* _Given instruction_:
Put every line of the material below into a numbered list, omitting any blank lines.

Material from a data collection:
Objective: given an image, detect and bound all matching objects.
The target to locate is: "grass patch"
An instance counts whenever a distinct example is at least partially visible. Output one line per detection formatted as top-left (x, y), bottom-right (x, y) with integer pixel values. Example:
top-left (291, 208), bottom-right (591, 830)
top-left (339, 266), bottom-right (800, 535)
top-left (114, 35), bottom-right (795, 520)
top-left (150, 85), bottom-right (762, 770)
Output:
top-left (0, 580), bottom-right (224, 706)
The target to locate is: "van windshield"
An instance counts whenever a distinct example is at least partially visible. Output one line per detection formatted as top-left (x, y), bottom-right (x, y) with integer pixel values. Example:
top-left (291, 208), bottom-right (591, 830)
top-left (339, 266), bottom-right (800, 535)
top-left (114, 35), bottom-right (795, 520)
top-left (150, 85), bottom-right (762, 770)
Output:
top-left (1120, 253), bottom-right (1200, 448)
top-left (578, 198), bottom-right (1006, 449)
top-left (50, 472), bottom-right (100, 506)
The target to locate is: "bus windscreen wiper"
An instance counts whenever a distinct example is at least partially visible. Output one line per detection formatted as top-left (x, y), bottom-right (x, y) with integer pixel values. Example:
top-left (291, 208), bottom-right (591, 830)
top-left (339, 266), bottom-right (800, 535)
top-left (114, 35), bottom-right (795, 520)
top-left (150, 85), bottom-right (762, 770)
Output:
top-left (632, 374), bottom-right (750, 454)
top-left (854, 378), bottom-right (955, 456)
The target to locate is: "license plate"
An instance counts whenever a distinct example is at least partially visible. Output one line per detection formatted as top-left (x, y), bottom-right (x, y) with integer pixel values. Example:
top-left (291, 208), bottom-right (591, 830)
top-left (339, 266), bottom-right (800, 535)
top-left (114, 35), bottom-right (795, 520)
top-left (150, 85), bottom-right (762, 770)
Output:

* _Written response_:
1. Objective: given an image, detect and bound all matching objects.
2. The target to locate is: "grass patch"
3. An instance counts whenever a distinct example is at least partially visible. Output one line per detection formatted as top-left (x, y), bottom-right (x, y) with integer pixel values. Example:
4. top-left (291, 208), bottom-right (591, 830)
5. top-left (339, 266), bottom-right (800, 535)
6. top-left (114, 35), bottom-right (795, 520)
7. top-left (150, 85), bottom-right (762, 770)
8. Output:
9. top-left (0, 580), bottom-right (224, 706)
10. The target to locate is: "van windshield"
11. An instance counts whenever a distinct example is at least partially visible. Output one line per detection formatted as top-left (x, y), bottom-right (x, y) with integer pixel values. Example:
12. top-left (291, 208), bottom-right (591, 830)
13. top-left (339, 266), bottom-right (800, 535)
14. top-left (114, 35), bottom-right (795, 520)
15. top-left (150, 85), bottom-right (762, 770)
16. Output:
17. top-left (1120, 253), bottom-right (1200, 448)
18. top-left (578, 198), bottom-right (1006, 449)
19. top-left (50, 472), bottom-right (100, 506)
20. The target to locate is: "bus windscreen wiper"
21. An instance counts whenever a distinct example is at least partially visible. Output one line per detection formatted as top-left (x, y), bottom-right (x, y) with integer pixel values. Example:
22. top-left (291, 208), bottom-right (591, 830)
23. top-left (339, 266), bottom-right (800, 535)
24. top-left (114, 35), bottom-right (795, 520)
25. top-left (150, 85), bottom-right (762, 770)
26. Output:
27. top-left (632, 374), bottom-right (750, 454)
28. top-left (854, 378), bottom-right (955, 456)
29. The target to locate is: "license plate"
30. An instance counts whenever a distinct example is at least partially visible. Output one line per detection formatted as top-left (x, y), bottom-right (x, y) with integer pixel values. Example:
31. top-left (291, 208), bottom-right (591, 830)
32. top-left (339, 266), bottom-right (800, 535)
33. top-left (114, 35), bottom-right (795, 520)
34. top-left (150, 85), bottom-right (762, 770)
35. Output:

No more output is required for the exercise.